Il testo di un canto divenuto popolare nelle celebrazioni liturgiche (E sono solo un uomo; Pierangelo Sequeri) recita: «Accoglierò la vita come un dono». La vita è dono, comunicazione gratuita a noi dell’Essere, perché siamo (solo) uomini; non siamo Dio, che sussiste in se stesso. È una evidenza della ragione, ancor prima che una rivelazione della Parola di Dio e un oggetto della nostra fede, che la vita non ce la siamo procurata noi. Essa ci è data (“donata”) da Dio attraverso la relazione transitiva di una donna e di un uomo che, nell’intima consumazione del loro amore, divengono «una carne sola» (Gn 2, 24). Ed è proprio l’assenza originale di un “progetto umano” sulla persona del nascituro che gli assicura quella qualità di “accolto” come dono, e non di “prodotto” su ordinazione, che è propria del soggetto umano e della sua inerente dignità.
Il rapporto generazionale tra genitori e figlio non si esaurisce nell’atto generativo – né biologicamente, né affettivamente e neppure socialmente -, ma permane nella figura, intenzionalmente esclusiva, della madre e del padre. Le vicende e le circostanze della vita possono far venire meno una o entrambe queste figure che si costituiscono nell’atto della generazione, con il conseguente determinarsi della supplenza da parte di altri soggetti (morte del genitore, abbandono del figlio, sottrazione alla potestà genitoriale, adozione). Ma la natura originalmente diadica-sessuata del dono amoroso della vita («L’uomo lascerà suo padre e sua madre e si unirà a sua moglie»: un padre e una madre, un uomo e la sua donna; Gn 2,24) non supporta una progettualità triadica o tetradica della filiazione, ancor più se essa implica l’anonimato (formale o per finzione): cosa è più estraneo all’amore di una “relazione anonima”, di un “dono anonimo” (“senza volto”, privo di identità)?
Contro queste evidenze elementari e categorie fondative dell’umana generazione, le crescenti derive antropologiche sul versante dei “nuovi diritti” (tra i quali l’inedito “diritto al figlio” in luogo del “diritto del figlio”) e del salutismo-eugenismo invocano anche nelle Regioni italiane l’introduzione della procreazione medicalmente assistita (PMA) nella forma eterologa, con il ricorso al gamete maschile (banche del seme) o femminile (cessione di ovociti) o a entrambi di provenienza esterna alla coppia di aspiranti genitori. Nonostante la legge 40/2004 lo escluda (art. 4 comma 3), le complesse vicende giurisprudenziali cui essa è andata incontro – di questo comma la sentenza 162/2014 della Consulta ha dichiarato l’illegittimità costituzionale – hanno di fatto aperto la strada all’accesso alla PMA eterologa sia nei centri privati, sia in quelli pubblici. In alcune Regioni, il Sistema sanitario, noncurante di fondamentali reali bisogni e autentici diritti dei cittadini gravemente malati cui vengono sottratte risorse limitate e preziose, si (ap)presta così a sostenere finanziariamente servizi di PMA eterologa.

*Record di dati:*
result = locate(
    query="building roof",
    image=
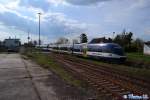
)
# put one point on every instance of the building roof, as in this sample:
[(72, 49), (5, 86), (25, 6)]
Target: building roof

*Compito assegnato:*
Nel testo sulla procreazione eterologa, quali circostanze sono indicate tra parentesi come cause della supplenza da parte di altri soggetti? Elencale tutte.

*Esito del compito:*
- morte del genitore
- abbandono del figlio
- sottrazione alla potestà genitoriale
- adozione